*Work to complete*
1. Answer these questions using the knife-making instructions below.
(a) What kind of epoxy does the text say not to use?
(b) What is the epoxy bead that forms along the edge between the scale and the knife blank called?
(c) Which side of the ball pein hammer is used to tap the brass rod?
2. Reproduce the passage of the knife-making instructions below between "Note that there’s" and "to do this.", inclusive.

*Source document*
========================

Now reinsert the rod into the first hole on the outside of the first scale, through the handle, and through the backside of the scale you just drilled. It should be tight with your 1/4″ marking still 1/4″ from the surface of the scale. If it’s right, great; cut it off with a hacksaw and insert the rod in the next hole. If make take a bit of fussing to get it right, and if you need to drill a little to make things line up, go for it. Just try to keep the wood holes round. Once that one is in, go to the next hole closest to the blade, and repeat the process. Now separate the scales from the blade, leaving the rods in. A screwdriver or a knife can help.
Step 9: Attach your scales to your knife.
Mix a little two-part epoxy, about the size of a half-dollar, and spread it on one side of the knife blank. (Do not use five-minute epoxy. It’s weak and doesn’t give you time to work.) Place a scale on the epoxy. Repeat this process on the other side of the blade.
Now slide your scales back on the knife blade and tap into place. You might have to use an open vise to allow you to tap the scales into place, but they should go on fairly easily.
After both scales are attached and you’re confident the scales are in the right place, put a clamp or two on the scales and tighten until you see a little epoxy bead form along the edge between the scale and the knife blank. This is called squeeze-out and is a sign that you have a good bond. Once it oozes, stop clamping. You want a little epoxy in the space.
Note that there’s a LOT more rod sticking out than 1/8″. That’s because I didn’t know how much I would need for a rivet, so there’s more like 1/4″ or more on each side.
I dealt with the excess rod by filing it off. It’s soft so it didn’t take much. Of course, you were smarter than me and benefited from my experience. You won’t have to do this.
Step 10: Pein your rivets.
The worst part about building things by yourself is that sometimes you can’t take pictures of a particular step. So I will be as descriptive as possible. Place your knife on a hard surface such as a metal plate or an anvil if you’re lucky enough to have one or know someone that does. Using the round side of a ball pein hammer (it’s called a pein for a reason), tap your brass rod, moving the hits in a slight circular motion, not hitting the rod straight in the middle. This allows the metal to mushroom a little bit. Pein your rivet for a few minutes, turn your knife over and repeat. If the rods don’t appear to be equal on each side, tap the rod so it sticks out a little more on the other side.

========================

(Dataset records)

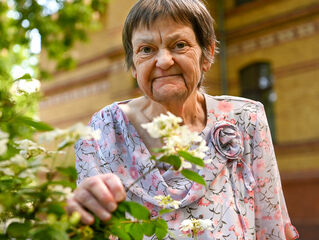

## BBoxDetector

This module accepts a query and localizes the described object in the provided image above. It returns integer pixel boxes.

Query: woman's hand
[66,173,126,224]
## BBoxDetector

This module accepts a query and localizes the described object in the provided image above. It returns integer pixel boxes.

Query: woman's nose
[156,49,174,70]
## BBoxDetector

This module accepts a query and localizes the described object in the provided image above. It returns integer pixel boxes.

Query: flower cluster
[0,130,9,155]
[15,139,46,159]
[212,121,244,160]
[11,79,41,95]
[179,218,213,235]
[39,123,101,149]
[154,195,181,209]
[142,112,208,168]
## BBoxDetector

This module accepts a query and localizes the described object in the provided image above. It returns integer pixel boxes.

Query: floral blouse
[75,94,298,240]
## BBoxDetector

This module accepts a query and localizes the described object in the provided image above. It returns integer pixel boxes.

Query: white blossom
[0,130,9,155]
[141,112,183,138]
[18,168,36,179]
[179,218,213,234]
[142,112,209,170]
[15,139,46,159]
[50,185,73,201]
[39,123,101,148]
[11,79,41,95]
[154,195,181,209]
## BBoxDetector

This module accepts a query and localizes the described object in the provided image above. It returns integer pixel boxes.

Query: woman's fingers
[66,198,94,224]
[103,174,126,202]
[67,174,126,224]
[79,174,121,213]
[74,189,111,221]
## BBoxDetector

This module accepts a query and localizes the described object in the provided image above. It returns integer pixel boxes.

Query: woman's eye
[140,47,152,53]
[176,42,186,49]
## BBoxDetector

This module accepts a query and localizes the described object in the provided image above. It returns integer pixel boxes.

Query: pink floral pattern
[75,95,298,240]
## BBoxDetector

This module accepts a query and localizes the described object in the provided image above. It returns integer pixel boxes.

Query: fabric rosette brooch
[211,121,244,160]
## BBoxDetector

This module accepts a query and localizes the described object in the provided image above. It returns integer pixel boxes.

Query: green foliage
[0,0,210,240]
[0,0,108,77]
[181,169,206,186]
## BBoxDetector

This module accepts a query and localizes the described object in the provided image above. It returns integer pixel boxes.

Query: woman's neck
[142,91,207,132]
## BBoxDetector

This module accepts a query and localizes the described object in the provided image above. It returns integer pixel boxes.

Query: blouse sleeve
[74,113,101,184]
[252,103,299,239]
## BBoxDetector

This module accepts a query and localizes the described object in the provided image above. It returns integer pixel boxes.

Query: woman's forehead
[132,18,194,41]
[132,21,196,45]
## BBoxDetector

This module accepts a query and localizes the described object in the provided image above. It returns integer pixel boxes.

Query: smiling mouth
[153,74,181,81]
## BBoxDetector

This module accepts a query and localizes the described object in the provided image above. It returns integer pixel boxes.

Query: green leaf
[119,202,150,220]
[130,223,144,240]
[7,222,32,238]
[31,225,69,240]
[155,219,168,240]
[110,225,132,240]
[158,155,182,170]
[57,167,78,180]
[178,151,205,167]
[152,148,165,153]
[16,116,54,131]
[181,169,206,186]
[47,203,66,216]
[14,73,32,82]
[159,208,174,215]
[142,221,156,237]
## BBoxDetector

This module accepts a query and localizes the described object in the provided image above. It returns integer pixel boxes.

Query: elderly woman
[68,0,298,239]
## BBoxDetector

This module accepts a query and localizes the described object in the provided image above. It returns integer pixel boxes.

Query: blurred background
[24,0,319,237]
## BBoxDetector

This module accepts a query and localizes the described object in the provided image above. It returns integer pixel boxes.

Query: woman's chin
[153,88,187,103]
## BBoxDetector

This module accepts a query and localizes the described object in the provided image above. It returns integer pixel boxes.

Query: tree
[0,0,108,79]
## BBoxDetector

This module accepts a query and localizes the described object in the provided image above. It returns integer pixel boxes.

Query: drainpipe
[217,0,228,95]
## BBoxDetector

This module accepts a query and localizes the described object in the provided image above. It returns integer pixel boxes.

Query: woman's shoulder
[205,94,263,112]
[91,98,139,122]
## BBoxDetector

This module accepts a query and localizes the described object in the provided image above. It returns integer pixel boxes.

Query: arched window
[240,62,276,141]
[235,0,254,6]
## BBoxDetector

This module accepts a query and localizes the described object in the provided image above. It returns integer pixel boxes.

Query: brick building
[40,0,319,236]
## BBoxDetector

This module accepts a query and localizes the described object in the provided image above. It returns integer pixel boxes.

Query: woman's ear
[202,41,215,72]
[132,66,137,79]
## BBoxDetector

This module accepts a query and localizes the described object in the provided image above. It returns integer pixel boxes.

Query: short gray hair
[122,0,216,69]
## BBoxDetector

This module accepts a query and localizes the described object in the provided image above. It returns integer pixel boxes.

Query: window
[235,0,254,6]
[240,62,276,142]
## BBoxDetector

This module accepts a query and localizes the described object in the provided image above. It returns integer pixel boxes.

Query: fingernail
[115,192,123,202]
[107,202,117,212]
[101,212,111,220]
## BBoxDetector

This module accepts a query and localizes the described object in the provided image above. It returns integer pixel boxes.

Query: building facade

========================

*Answers to the tasks*
1.
(a) Five-minute epoxy.
(b) Squeeze-out.
(c) The round side.

2.
Note that there’s a LOT more rod sticking out than 1/8″. That’s because I didn’t know how much I would need for a rivet, so there’s more like 1/4″ or more on each side.
I dealt with the excess rod by filing it off. It’s soft so it didn’t take much. Of course, you were smarter than me and benefited from my experience. You won’t have to do this.